Return each line of the data below that contains the word "Target".
──────── Material for this task
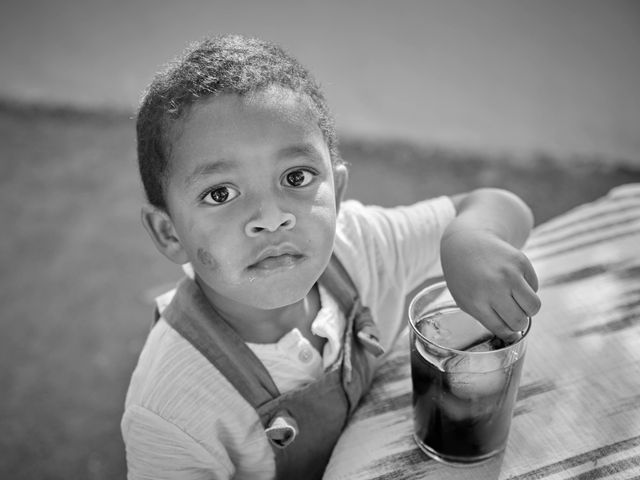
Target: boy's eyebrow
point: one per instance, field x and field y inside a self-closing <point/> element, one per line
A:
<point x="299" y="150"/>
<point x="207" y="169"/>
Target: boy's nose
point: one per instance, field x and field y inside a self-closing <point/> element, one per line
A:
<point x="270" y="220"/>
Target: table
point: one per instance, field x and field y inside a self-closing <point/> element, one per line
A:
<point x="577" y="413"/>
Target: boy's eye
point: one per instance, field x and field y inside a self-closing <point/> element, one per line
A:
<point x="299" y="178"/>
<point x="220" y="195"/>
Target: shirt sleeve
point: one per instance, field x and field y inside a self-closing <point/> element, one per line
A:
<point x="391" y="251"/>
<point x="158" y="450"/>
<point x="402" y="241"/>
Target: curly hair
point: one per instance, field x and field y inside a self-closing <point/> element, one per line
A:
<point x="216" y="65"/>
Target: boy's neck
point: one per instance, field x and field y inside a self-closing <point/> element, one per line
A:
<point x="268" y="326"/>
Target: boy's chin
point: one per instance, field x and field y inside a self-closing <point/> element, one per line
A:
────────────────
──────── Material for this task
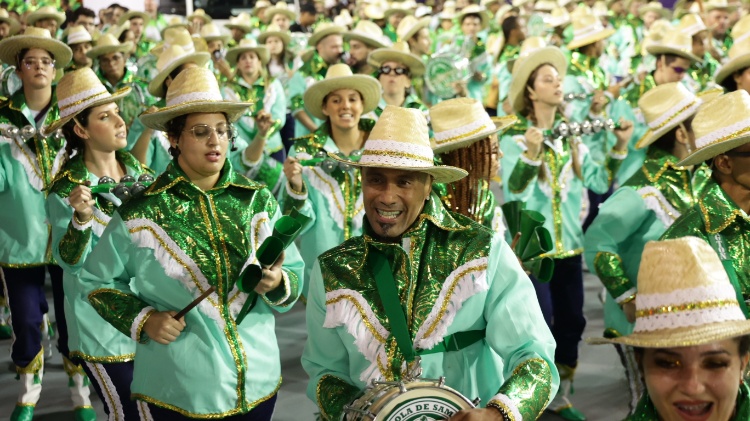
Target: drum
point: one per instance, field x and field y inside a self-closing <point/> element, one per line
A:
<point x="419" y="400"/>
────────────────
• Task solution:
Target: boy's eyebrow
Target: boy's nose
Target: table
Target: boy's eye
Target: shirt sleeve
Target: curly hair
Target: boy's neck
Target: boy's chin
Target: drum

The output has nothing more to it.